Data items:
------

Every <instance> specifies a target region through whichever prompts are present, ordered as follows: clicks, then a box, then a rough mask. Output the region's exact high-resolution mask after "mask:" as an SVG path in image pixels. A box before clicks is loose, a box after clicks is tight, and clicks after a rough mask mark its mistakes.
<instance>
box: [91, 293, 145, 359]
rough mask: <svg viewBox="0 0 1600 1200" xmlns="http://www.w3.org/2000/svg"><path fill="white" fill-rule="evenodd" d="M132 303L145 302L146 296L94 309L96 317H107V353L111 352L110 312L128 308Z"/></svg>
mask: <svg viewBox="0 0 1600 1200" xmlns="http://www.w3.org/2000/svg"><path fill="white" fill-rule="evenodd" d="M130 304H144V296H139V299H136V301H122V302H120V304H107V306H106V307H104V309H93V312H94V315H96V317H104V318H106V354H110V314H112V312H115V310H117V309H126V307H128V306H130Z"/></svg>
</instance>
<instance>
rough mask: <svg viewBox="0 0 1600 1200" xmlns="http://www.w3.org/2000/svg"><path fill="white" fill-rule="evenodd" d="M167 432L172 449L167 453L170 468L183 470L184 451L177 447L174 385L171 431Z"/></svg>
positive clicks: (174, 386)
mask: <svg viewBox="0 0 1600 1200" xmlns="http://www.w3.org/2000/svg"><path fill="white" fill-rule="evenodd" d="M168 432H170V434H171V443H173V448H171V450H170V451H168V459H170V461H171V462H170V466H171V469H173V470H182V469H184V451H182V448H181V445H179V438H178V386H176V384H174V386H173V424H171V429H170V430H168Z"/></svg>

------

Task – Retype every line above without changing a single character.

Response –
Every <instance> specifies a target region through whichever prompts are present, ordered as follows: clicks, then a box, then a rough mask. Output the region's exact high-resolution mask after "mask:" as an SVG path in image pixels. A box before clicks is loose, a box after clicks is tight, and clicks after a rough mask mark its mistakes.
<instance>
box: [91, 293, 145, 359]
rough mask: <svg viewBox="0 0 1600 1200" xmlns="http://www.w3.org/2000/svg"><path fill="white" fill-rule="evenodd" d="M132 303L145 302L146 296L94 309L96 317H107V353L111 352L110 312L128 308Z"/></svg>
mask: <svg viewBox="0 0 1600 1200" xmlns="http://www.w3.org/2000/svg"><path fill="white" fill-rule="evenodd" d="M130 304H144V296H139V299H136V301H122V302H120V304H107V306H106V307H104V309H93V312H94V315H96V317H104V318H106V354H110V314H112V312H115V310H117V309H126V307H128V306H130Z"/></svg>
</instance>
<instance>
rough mask: <svg viewBox="0 0 1600 1200" xmlns="http://www.w3.org/2000/svg"><path fill="white" fill-rule="evenodd" d="M167 432L172 449L167 453L170 468L183 470L184 451L177 447L174 385L171 431Z"/></svg>
positive clicks: (174, 386)
mask: <svg viewBox="0 0 1600 1200" xmlns="http://www.w3.org/2000/svg"><path fill="white" fill-rule="evenodd" d="M168 432H170V434H171V443H173V448H171V450H170V451H168V459H170V461H171V462H170V466H171V469H173V470H182V469H184V451H182V448H181V445H179V438H178V386H176V384H174V386H173V424H171V429H170V430H168Z"/></svg>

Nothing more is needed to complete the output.